**DATA PROVIDED**
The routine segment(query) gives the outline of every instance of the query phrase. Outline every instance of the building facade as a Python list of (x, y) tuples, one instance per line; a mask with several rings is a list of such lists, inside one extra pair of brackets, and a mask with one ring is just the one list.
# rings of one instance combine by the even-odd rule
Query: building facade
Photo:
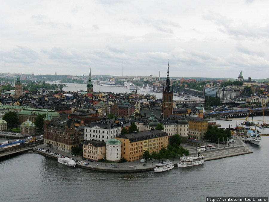
[(84, 127), (84, 139), (106, 142), (119, 135), (121, 132), (120, 124), (110, 121), (92, 122)]
[(166, 133), (154, 129), (122, 135), (115, 139), (122, 142), (121, 158), (129, 161), (141, 158), (146, 150), (151, 154), (157, 153), (168, 142)]

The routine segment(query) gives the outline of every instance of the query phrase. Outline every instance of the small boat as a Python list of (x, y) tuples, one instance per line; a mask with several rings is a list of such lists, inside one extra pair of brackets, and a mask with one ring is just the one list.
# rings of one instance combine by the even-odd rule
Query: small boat
[(59, 158), (58, 159), (58, 162), (60, 163), (66, 165), (68, 166), (71, 166), (73, 168), (76, 166), (77, 163), (71, 159), (67, 157), (64, 158)]
[(154, 171), (156, 172), (163, 172), (172, 169), (175, 166), (175, 164), (167, 159), (165, 162), (162, 160), (162, 162), (155, 165)]
[(247, 136), (249, 138), (249, 141), (251, 143), (257, 146), (260, 145), (260, 142), (262, 140), (262, 138), (260, 137), (259, 130), (255, 131), (249, 130), (247, 131)]
[(200, 153), (198, 153), (198, 156), (187, 157), (184, 155), (179, 158), (179, 161), (178, 163), (178, 167), (188, 167), (200, 165), (203, 163), (204, 160), (204, 155), (200, 156)]

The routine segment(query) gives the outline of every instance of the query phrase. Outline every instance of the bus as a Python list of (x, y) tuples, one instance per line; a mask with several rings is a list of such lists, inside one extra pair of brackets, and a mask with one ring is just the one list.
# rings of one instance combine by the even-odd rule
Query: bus
[(216, 148), (216, 145), (207, 145), (207, 149), (215, 148)]
[(204, 146), (203, 147), (196, 147), (196, 151), (202, 151), (203, 150), (206, 150), (206, 147)]

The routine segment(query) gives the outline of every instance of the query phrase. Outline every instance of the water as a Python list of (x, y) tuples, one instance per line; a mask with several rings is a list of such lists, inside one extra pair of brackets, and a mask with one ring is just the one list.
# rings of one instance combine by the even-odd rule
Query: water
[[(73, 169), (41, 154), (0, 160), (1, 201), (205, 201), (208, 196), (268, 196), (269, 136), (251, 154), (163, 173)], [(158, 162), (158, 161), (157, 162)]]
[[(47, 83), (55, 83), (53, 82), (48, 81)], [(63, 84), (62, 83), (57, 83), (59, 84)], [(82, 90), (84, 91), (87, 91), (87, 85), (86, 84), (80, 83), (65, 83), (68, 87), (63, 87), (62, 90), (66, 92), (74, 91), (77, 92)], [(130, 93), (133, 90), (130, 90), (123, 87), (119, 87), (117, 86), (101, 86), (100, 85), (96, 84), (93, 85), (93, 91), (94, 92), (111, 92), (115, 93)], [(140, 90), (137, 91), (137, 93), (142, 94), (146, 95), (148, 93), (151, 95), (154, 95), (156, 96), (156, 98), (163, 98), (162, 93), (155, 92), (143, 92)], [(173, 96), (173, 100), (184, 100), (184, 99), (177, 96)]]

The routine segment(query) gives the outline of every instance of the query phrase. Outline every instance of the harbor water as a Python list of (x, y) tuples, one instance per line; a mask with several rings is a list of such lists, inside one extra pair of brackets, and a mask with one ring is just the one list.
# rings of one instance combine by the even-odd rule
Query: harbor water
[(262, 138), (259, 146), (248, 145), (252, 154), (159, 173), (73, 168), (38, 154), (1, 158), (1, 201), (200, 201), (209, 196), (268, 196), (269, 136)]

**WHAT THE EXERCISE ASKS**
Copy all of the material above word for word, leaving out the picture.

**ANSWER TO THIS EXERCISE**
The routine segment(query) gives the outline of every instance of the query phrase. Outline every instance of the building facade as a Python list of (x, y) tuples, one instance per line; a mask with several rings is a list of such lists, inside one extra pair of brackets, and a mask with one ring is just the one list.
# rings of one instance combine by the even-odd rule
Query: building facade
Photo:
[(84, 127), (84, 139), (106, 142), (119, 135), (121, 132), (120, 124), (110, 121), (92, 122)]
[(166, 133), (154, 129), (122, 135), (115, 139), (122, 142), (121, 158), (129, 161), (141, 158), (146, 150), (151, 154), (157, 153), (168, 142)]

The routine segment(query) gives the outline of every instance of the query phrase. Outline every instance of the small boat as a Python list of (x, y) tuples, one instance per line; a mask with several rings is a list of such lists, inside one extra pair of brackets, and a mask with one ring is just the one list.
# rings of one instance combine by the even-odd rule
Query: small boat
[(59, 158), (58, 159), (58, 162), (60, 163), (66, 165), (68, 166), (71, 166), (73, 168), (76, 166), (77, 163), (71, 159), (67, 157), (64, 158)]
[(154, 171), (156, 172), (163, 172), (172, 169), (175, 166), (175, 164), (167, 159), (165, 162), (162, 160), (162, 162), (155, 165)]
[(247, 136), (249, 138), (249, 141), (251, 143), (257, 146), (260, 145), (260, 142), (262, 140), (262, 138), (260, 137), (259, 130), (255, 131), (249, 130), (247, 131)]
[(200, 153), (198, 153), (198, 156), (187, 157), (184, 155), (179, 158), (179, 161), (178, 163), (178, 167), (188, 167), (200, 165), (203, 163), (204, 160), (204, 155), (200, 156)]

The routine segment(query) gives the outline of every instance of the query phrase. Outline every instance of the bus as a Python list of (x, y) tuples, one instance per line; a mask with several rings is a list of such lists, inside one extra pair of brackets, and a mask with one ring is just the one list.
# rings of one instance combine by the even-odd rule
Query: bus
[(216, 148), (216, 145), (207, 145), (207, 149), (215, 148)]
[(204, 146), (203, 147), (196, 147), (196, 151), (202, 151), (203, 150), (206, 150), (206, 147)]

The routine segment(query) gives the outline of every instance of the query phrase. Outline every instance of the water as a Python list of (x, y) tuples, one instance per line; a mask with several rings is a list of such lists, inside one extra pair of brackets, and a mask with one ring is just the one list.
# rings of one instance combine by the even-odd rule
Query: water
[[(73, 169), (41, 154), (0, 160), (1, 201), (205, 201), (208, 196), (268, 196), (269, 136), (251, 154), (163, 173)], [(158, 162), (158, 161), (157, 162)]]
[[(47, 83), (55, 83), (53, 82), (48, 81)], [(63, 84), (62, 83), (57, 83), (59, 84)], [(82, 90), (84, 91), (87, 91), (87, 85), (86, 84), (80, 83), (65, 83), (68, 87), (63, 87), (62, 90), (66, 92), (74, 91), (77, 92)], [(130, 93), (133, 90), (130, 90), (123, 87), (119, 87), (117, 86), (101, 86), (100, 85), (96, 84), (93, 85), (93, 91), (94, 92), (111, 92), (115, 93)], [(140, 90), (137, 91), (137, 93), (142, 94), (146, 95), (148, 93), (151, 95), (154, 95), (156, 96), (156, 98), (163, 98), (162, 93), (155, 92), (143, 92)], [(173, 96), (173, 100), (184, 100), (184, 99), (177, 96)]]

The routine segment(query) gives the outline of every instance of the query phrase. Outline every instance of the harbor water as a Python list of (x, y) tuples, one instance per line; a mask with several rings is a list of such lists, inside one extra pair of brackets, and a mask with one ring is just the one list.
# rings of one instance combine by the even-odd rule
Query: harbor water
[(262, 138), (259, 146), (248, 145), (252, 154), (159, 173), (73, 168), (38, 154), (1, 158), (1, 201), (200, 201), (209, 196), (268, 196), (269, 136)]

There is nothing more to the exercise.